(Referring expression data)
┌──
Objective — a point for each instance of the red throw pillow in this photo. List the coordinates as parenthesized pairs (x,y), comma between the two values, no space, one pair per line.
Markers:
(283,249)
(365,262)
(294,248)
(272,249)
└──
DESCRIPTION OF THE TASK: All entries above are to be copied exactly, with none left out.

WRITTEN ANSWER:
Objective — a point for each instance of the red throw pillow in this photo. List the coordinates as parenthesized pairs (x,y), comma between the two values, no space, one pair per line.
Markers:
(283,249)
(365,262)
(294,248)
(272,249)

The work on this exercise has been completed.